原文:
当初想定した以上の反響を受けて、LUUPでは機体数を大幅に増やしている。当初東京都の6区(渋谷区、新宿区、品川区、世田谷区、港区、目黒区)では約100台の機体を用意していたが、今ではシェアサイクルと電動キックボードを合わせて1000台以上を設置している。その約半分が電動キックボードだ。

約20億円の資金調達で開発体制を強化

Luupが目指しているのは、電車やバスを下車した後の移動をLUUPが担うことで、人々の生活圏や行動範囲を駅前だけに留めず、駅から離れた場所へも広げていくということだと小城氏は言う。そのためにはより気軽に利用できるサービスにしなければならないが、現状は利用の急増による機体不足や電池切れなどが発生しているという。

小城氏は「移動のハードルを下げるためには、ポートに行った時に充電された機体がしっかりと準備されている状況を徹底していかなければなりません」と述べる。

岡田氏は今回の資金調達を「いつでもどこでも乗れるプロダクトになるための、いわば下準備です」と説明する。Luupでは調達した資金をもとに、ソフトウェア・ハードウェア開発、ならびにデータ分析の体制を強化していく。

「それぞれのポートの人気には偏りがあるため、機体をスタッフが自ら移動させて再配置するという手間が発生しています。例えばデータ分析の精度を上げたり、ダイナミックプライシングを導入したりして、ポートごとの設置台数に偏りが生じないようにしていきたいと考えています」(岡田氏)

また岡田氏は「IoTデバイスを通じたユーザーの走行状態や機体の状態の把握をより徹底していきたい」とも話す。

「バッテリー、アクセルユニット、ホイールのモーターユニットなどの故障検知を、IoTデバイスからデータを取得することでしっかりと行っていきたいです。また、ユーザーの走行データを得ることで、ゆくゆくは禁止エリアや歩道などでは走行できないよう制御が可能な状態にしていきたいと思っています」(岡田氏)

やること:
**1.** LUUPの記事のうち、「Luupが目指しているのは、」から「いと考えています」(岡田氏)」までの部分をそのまま出力してください。
**2.** LUUPの記事の内容をもとに、次の問いに答えよ。
(a) 東京都の6区で当初用意していた機体は約何台か。
(b) 現在設置している機体の約半分を占めるのは何か。
(c) 開発体制の強化に向けた資金調達の額はおよそいくらか。
**3.** LUUPの記事によると、スタッフが機体を自ら移動させて再配置する手間が生じているのはなぜか。1〜3文で説明せよ。

記録データ:
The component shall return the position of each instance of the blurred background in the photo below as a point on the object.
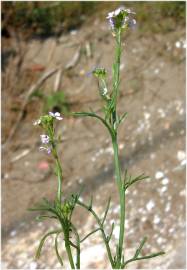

回答:
**1.**
Luupが目指しているのは、電車やバスを下車した後の移動をLUUPが担うことで、人々の生活圏や行動範囲を駅前だけに留めず、駅から離れた場所へも広げていくということだと小城氏は言う。そのためにはより気軽に利用できるサービスにしなければならないが、現状は利用の急増による機体不足や電池切れなどが発生しているという。

小城氏は「移動のハードルを下げるためには、ポートに行った時に充電された機体がしっかりと準備されている状況を徹底していかなければなりません」と述べる。

岡田氏は今回の資金調達を「いつでもどこでも乗れるプロダクトになるための、いわば下準備です」と説明する。Luupでは調達した資金をもとに、ソフトウェア・ハードウェア開発、ならびにデータ分析の体制を強化していく。

「それぞれのポートの人気には偏りがあるため、機体をスタッフが自ら移動させて再配置するという手間が発生しています。例えばデータ分析の精度を上げたり、ダイナミックプライシングを導入したりして、ポートごとの設置台数に偏りが生じないようにしていきたいと考えています」(岡田氏)

**2.**
(a) 約100台
(b) 電動キックボード
(c) 約20億円

**3.** それぞれのポートの人気に偏りがあるためだ。